§ EXERCISE REQUIREMENTS
Which lines in the data below contain the word "right"? Copy each of those lines in full, counting a match only when the case is the same.

§ INFORMATION SUPPLIED
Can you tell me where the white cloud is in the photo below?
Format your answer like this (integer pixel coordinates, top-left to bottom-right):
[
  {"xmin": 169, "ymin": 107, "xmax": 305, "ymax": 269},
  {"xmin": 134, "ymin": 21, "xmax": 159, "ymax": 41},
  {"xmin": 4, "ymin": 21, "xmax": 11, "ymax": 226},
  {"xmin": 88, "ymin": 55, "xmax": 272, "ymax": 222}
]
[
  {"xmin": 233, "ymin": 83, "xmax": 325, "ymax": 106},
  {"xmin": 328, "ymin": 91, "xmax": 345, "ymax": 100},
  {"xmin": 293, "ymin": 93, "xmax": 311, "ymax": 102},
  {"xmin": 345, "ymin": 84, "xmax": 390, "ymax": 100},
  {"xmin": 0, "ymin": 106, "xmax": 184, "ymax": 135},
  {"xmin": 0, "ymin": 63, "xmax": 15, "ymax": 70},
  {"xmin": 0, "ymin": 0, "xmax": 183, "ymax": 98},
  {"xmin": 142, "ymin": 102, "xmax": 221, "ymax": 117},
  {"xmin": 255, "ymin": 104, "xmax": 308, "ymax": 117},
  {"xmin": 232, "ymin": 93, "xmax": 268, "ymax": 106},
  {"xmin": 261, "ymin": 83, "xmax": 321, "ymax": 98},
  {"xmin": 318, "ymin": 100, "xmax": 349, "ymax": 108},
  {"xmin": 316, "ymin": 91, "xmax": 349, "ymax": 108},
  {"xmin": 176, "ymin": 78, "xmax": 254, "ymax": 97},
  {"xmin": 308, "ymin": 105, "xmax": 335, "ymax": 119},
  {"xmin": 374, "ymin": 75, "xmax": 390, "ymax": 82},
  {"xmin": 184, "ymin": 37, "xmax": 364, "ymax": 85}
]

§ WRITTEN SOLUTION
Format your answer like this (integer pixel coordinates, top-left to bottom-right):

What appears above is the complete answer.